EXERCISE DETAILS
Filter the entries and copy every line that contains the string "head".

SUPPLIED ENTRIES
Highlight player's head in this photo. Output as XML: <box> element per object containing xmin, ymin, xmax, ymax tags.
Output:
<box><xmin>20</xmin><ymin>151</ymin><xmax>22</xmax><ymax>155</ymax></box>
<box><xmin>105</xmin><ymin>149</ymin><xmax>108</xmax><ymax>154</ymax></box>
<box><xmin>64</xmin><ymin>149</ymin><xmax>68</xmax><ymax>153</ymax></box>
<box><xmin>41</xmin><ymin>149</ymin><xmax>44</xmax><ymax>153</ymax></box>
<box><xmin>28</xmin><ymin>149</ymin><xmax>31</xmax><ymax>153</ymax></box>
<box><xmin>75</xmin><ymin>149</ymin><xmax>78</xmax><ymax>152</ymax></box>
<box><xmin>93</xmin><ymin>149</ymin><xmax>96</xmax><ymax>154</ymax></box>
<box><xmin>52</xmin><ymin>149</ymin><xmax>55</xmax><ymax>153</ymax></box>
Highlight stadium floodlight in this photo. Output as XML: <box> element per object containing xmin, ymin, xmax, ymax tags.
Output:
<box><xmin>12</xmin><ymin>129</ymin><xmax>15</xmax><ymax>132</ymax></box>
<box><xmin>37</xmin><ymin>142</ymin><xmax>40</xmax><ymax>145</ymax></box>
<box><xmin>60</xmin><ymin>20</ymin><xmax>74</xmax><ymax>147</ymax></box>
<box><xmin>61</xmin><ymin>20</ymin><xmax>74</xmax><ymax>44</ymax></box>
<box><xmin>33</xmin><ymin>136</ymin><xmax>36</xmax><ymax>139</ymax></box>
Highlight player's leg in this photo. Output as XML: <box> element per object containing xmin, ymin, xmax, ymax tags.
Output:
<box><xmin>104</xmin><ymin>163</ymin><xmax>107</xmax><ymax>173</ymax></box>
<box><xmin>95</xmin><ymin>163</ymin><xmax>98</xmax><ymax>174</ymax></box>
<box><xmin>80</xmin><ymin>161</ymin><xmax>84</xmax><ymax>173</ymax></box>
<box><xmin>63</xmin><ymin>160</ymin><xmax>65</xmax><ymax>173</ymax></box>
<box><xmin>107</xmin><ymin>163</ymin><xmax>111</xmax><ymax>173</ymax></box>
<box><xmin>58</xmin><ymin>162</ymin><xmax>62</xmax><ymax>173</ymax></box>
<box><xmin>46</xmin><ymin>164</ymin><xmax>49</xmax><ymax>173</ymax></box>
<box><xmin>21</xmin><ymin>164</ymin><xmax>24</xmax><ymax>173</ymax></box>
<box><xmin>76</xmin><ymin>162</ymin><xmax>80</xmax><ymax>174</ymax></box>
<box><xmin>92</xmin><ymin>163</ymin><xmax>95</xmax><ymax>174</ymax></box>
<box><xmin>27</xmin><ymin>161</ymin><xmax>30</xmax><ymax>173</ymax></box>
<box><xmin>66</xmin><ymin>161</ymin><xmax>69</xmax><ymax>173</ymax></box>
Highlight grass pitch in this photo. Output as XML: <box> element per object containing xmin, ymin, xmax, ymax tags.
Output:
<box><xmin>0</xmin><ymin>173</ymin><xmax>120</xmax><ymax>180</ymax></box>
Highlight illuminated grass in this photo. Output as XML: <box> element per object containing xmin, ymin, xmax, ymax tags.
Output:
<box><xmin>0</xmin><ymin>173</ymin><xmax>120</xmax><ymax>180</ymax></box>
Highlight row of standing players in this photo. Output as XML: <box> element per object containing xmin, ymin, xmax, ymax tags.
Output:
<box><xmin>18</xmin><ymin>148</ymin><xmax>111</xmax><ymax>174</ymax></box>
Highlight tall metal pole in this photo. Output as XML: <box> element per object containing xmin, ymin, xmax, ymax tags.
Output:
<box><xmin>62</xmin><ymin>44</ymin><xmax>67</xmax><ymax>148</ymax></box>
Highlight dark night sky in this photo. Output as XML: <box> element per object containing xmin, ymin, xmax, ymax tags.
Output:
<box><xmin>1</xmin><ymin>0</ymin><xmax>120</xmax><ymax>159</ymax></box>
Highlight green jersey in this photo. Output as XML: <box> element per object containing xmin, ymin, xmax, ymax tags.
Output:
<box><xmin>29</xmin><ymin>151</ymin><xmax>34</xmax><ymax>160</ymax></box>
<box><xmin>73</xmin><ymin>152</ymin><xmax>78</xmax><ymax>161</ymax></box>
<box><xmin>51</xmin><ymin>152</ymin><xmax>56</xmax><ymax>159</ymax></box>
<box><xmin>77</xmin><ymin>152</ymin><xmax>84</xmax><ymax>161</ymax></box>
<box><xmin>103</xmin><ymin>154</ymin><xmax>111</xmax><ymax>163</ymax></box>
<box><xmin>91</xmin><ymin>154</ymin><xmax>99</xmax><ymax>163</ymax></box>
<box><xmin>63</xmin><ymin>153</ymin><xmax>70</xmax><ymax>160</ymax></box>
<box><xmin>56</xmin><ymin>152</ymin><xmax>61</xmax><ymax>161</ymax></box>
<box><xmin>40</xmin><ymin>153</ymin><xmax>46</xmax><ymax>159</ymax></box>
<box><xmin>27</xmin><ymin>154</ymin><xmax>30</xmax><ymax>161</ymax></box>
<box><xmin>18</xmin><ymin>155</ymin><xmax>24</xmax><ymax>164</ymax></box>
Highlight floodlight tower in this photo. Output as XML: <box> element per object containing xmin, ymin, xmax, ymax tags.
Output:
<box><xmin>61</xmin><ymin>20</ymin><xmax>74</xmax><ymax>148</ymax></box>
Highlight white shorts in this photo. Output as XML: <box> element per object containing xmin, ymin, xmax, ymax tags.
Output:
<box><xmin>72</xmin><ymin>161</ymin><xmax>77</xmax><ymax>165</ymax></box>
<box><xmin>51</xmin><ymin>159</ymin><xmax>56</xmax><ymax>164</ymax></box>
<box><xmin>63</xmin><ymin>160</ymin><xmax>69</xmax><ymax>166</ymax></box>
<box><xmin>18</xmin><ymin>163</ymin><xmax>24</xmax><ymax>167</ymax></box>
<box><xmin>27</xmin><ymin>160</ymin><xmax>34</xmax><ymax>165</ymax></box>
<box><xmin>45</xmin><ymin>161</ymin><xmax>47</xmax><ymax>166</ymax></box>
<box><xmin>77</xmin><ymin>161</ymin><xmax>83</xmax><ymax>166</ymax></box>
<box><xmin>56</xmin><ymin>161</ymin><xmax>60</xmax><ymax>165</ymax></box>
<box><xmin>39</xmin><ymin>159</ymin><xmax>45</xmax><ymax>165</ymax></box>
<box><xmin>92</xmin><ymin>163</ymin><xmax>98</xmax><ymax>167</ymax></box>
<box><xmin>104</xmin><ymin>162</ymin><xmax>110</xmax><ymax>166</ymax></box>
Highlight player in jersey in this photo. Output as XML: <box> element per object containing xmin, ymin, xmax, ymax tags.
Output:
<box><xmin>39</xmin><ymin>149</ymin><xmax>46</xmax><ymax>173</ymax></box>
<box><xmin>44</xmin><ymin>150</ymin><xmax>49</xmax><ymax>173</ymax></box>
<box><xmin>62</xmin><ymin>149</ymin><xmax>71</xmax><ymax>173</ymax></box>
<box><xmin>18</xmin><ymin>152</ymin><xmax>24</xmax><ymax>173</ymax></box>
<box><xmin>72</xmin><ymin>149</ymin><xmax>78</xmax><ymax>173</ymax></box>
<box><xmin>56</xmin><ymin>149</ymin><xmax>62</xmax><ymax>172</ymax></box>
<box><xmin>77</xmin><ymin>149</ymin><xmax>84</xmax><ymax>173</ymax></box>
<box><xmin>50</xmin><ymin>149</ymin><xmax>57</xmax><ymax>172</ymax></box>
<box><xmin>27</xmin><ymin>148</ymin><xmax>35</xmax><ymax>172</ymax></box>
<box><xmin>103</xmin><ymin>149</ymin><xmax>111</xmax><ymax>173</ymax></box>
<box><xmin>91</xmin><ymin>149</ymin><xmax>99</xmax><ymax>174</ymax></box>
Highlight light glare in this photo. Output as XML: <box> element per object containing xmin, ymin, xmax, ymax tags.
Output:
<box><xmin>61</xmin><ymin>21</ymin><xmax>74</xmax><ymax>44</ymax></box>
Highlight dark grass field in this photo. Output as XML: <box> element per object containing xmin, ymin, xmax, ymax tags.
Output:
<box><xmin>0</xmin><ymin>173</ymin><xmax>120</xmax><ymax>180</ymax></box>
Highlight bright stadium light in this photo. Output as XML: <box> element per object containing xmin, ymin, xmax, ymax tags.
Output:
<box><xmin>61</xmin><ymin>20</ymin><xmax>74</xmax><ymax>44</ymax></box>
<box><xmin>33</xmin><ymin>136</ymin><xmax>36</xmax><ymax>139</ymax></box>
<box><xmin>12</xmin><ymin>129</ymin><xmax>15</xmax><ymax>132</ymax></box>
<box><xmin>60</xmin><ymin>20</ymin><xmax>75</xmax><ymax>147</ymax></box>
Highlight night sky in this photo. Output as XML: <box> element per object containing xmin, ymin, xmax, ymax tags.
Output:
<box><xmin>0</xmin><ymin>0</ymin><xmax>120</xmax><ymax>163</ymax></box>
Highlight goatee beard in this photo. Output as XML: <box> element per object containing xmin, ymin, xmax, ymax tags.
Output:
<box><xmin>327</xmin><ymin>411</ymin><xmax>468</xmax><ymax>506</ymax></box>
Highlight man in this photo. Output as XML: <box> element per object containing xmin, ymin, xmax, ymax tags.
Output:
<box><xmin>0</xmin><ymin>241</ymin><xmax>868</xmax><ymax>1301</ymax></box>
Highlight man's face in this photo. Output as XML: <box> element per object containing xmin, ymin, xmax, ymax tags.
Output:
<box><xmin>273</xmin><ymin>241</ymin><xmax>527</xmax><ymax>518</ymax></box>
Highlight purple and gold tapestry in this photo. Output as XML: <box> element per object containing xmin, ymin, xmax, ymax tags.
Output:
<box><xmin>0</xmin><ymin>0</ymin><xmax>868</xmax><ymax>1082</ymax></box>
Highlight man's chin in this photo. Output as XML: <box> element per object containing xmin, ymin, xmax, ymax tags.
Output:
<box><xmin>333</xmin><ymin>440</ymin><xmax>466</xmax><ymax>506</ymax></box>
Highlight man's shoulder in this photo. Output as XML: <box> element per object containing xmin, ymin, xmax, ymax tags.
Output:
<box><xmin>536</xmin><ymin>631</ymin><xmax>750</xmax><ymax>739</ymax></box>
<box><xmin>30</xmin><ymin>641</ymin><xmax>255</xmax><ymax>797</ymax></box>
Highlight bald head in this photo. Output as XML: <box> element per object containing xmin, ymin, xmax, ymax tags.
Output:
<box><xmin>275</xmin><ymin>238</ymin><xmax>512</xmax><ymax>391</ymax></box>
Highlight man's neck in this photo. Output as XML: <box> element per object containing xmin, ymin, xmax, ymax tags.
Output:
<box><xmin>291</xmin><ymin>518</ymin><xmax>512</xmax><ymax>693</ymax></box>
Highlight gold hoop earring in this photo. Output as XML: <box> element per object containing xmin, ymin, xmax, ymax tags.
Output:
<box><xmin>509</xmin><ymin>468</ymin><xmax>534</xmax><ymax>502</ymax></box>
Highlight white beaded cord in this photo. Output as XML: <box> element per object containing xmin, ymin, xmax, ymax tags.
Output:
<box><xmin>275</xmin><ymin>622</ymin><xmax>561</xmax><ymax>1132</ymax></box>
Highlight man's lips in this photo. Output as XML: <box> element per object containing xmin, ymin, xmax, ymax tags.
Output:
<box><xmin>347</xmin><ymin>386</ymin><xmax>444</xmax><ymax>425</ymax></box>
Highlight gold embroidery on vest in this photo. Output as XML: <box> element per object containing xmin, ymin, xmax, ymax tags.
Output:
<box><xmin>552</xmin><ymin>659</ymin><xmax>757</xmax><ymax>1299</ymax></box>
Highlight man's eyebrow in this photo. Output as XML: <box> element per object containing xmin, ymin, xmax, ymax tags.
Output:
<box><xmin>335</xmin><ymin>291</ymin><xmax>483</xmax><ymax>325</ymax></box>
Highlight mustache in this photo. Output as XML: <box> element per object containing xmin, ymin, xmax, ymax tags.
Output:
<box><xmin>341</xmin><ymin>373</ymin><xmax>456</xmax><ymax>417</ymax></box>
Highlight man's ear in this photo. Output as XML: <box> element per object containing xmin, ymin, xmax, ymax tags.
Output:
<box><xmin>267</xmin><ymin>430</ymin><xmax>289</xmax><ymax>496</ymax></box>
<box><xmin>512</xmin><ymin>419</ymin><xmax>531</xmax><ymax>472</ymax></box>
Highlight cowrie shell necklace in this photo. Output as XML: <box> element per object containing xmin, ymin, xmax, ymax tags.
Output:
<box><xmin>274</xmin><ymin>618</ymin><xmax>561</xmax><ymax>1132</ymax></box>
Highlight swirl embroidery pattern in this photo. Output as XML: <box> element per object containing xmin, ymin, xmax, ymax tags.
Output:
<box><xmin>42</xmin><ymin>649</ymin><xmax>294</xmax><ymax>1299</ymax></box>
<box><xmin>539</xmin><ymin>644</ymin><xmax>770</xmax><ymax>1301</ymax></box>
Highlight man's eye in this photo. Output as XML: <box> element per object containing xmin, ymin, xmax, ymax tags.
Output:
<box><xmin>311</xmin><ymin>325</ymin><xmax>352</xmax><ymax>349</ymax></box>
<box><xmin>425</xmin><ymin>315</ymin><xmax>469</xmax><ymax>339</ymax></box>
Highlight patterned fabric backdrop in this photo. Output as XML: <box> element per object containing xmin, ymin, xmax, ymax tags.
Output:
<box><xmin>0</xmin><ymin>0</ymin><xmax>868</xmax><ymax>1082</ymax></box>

EXERCISE ANSWER
Highlight player's head in this photo. Output as XML: <box> element per object containing xmin, ymin, xmax, ymax tags.
Highlight bald head in this photo. Output as XML: <box> element per object containing xmin, ymin, xmax, ymax tags.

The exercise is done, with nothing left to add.